**Entries supplied**
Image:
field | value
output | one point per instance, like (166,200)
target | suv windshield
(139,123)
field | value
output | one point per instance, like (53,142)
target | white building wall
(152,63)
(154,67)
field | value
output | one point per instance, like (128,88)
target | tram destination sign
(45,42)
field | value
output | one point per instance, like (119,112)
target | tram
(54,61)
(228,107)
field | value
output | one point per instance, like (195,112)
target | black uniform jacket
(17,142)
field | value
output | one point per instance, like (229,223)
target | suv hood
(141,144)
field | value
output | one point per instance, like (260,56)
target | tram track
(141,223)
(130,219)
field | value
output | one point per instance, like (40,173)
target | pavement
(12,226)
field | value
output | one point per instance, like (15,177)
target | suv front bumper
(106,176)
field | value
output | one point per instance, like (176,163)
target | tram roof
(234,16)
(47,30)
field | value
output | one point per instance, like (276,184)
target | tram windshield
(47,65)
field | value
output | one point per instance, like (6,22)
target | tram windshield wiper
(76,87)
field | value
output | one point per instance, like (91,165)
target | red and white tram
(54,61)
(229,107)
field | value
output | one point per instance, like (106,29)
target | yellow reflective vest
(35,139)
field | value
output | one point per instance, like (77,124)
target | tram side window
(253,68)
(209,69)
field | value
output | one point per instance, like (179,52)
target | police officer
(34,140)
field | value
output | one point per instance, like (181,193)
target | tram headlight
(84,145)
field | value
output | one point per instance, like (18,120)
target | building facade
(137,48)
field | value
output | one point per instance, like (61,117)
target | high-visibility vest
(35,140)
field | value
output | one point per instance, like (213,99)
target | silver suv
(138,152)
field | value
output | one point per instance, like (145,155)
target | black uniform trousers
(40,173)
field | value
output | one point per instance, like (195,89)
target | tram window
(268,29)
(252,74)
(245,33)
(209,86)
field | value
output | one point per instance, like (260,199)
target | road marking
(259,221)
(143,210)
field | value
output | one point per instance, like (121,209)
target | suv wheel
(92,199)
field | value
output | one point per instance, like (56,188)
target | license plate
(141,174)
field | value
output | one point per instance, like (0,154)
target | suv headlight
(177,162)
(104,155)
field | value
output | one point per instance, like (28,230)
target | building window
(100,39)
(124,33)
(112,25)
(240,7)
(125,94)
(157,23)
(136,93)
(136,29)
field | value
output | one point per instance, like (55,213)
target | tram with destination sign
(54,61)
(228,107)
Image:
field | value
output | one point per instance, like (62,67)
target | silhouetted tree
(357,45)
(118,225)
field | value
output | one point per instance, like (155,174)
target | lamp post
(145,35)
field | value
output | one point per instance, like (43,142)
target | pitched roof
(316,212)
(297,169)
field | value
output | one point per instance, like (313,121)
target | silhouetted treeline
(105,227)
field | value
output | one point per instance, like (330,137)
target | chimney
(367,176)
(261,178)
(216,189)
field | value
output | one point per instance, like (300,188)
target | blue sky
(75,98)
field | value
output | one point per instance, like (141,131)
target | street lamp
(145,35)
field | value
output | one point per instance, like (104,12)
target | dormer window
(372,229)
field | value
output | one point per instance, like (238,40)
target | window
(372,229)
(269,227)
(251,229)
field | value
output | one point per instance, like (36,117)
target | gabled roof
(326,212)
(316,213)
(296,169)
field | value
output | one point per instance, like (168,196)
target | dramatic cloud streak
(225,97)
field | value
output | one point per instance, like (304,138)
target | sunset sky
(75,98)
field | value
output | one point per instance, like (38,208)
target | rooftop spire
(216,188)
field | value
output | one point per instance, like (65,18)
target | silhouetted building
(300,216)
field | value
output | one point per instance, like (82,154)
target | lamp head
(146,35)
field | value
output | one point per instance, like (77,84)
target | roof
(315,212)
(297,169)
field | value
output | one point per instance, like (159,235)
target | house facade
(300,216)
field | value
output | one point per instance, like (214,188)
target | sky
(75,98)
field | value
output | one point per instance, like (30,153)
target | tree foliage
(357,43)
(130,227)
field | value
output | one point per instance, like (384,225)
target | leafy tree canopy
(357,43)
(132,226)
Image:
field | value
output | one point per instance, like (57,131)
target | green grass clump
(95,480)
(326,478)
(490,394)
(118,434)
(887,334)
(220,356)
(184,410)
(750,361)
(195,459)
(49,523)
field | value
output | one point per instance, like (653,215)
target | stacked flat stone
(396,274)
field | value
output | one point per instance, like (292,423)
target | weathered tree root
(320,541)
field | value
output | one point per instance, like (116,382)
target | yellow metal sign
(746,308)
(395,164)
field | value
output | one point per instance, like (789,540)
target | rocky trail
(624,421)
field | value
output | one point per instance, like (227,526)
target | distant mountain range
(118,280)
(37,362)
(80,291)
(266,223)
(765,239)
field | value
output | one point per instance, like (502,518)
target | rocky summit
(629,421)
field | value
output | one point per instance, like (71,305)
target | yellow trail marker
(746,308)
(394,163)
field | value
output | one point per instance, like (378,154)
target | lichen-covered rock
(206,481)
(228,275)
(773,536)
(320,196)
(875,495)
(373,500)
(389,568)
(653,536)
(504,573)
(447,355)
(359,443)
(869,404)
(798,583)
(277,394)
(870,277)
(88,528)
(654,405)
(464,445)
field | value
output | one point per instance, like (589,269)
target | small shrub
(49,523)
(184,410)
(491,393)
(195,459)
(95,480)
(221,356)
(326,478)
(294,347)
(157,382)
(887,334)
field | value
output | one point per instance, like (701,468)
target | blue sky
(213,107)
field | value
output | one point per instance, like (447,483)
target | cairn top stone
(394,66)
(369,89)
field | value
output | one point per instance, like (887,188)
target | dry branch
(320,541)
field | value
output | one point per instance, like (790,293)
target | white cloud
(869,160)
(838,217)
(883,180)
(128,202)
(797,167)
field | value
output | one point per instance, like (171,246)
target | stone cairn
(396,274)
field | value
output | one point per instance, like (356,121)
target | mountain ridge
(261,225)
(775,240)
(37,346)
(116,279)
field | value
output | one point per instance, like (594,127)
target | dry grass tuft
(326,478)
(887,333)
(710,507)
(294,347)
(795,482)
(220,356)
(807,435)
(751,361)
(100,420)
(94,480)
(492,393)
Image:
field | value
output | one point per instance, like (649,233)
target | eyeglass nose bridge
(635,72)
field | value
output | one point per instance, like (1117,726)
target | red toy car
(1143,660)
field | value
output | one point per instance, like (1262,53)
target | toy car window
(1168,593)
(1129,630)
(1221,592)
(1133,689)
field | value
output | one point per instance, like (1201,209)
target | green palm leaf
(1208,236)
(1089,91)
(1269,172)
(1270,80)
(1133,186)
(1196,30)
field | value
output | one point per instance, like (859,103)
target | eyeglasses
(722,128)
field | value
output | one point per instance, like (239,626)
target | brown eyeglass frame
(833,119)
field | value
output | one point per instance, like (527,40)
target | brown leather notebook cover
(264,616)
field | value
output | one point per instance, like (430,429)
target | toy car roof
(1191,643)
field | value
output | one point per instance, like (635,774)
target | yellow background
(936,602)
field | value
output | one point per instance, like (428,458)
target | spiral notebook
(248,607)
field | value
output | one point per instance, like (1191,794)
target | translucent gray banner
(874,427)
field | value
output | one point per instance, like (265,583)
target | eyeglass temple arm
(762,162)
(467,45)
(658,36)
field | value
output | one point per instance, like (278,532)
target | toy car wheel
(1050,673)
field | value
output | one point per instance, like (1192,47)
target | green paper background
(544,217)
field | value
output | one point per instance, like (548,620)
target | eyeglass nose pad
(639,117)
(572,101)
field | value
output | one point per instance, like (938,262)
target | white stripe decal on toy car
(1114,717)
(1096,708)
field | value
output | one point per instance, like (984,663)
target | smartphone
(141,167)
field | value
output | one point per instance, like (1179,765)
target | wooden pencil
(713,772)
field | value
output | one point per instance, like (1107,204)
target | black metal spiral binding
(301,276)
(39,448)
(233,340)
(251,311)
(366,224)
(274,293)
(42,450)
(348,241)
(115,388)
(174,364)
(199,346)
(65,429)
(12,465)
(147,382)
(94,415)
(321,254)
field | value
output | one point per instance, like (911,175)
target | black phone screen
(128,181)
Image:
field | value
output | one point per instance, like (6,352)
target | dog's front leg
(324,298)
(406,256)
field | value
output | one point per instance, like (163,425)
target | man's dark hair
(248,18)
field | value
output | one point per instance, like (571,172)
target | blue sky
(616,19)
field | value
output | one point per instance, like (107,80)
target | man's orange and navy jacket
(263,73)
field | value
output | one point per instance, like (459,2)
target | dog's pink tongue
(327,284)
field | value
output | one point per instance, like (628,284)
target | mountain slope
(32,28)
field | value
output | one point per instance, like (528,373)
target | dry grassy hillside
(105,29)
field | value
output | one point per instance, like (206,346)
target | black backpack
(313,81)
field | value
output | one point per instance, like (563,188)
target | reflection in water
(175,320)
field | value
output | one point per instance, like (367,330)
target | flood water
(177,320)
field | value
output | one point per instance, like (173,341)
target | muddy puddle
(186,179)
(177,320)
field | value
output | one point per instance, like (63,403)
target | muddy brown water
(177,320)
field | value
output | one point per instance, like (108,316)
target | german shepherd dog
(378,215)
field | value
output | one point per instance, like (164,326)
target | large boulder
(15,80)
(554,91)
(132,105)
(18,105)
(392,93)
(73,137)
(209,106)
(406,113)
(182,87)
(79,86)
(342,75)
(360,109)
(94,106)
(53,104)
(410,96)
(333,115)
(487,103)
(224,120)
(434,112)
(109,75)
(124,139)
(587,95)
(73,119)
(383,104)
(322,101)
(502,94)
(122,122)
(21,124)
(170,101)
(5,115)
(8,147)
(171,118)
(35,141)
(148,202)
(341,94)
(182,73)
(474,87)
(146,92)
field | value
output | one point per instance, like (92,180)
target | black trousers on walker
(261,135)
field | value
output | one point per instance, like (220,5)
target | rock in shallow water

**Goal**
List every line of the material that contains the word "mountain", copying each one in full.

**Solution**
target | distant mountain range
target | mountain ridge
target | mountain slope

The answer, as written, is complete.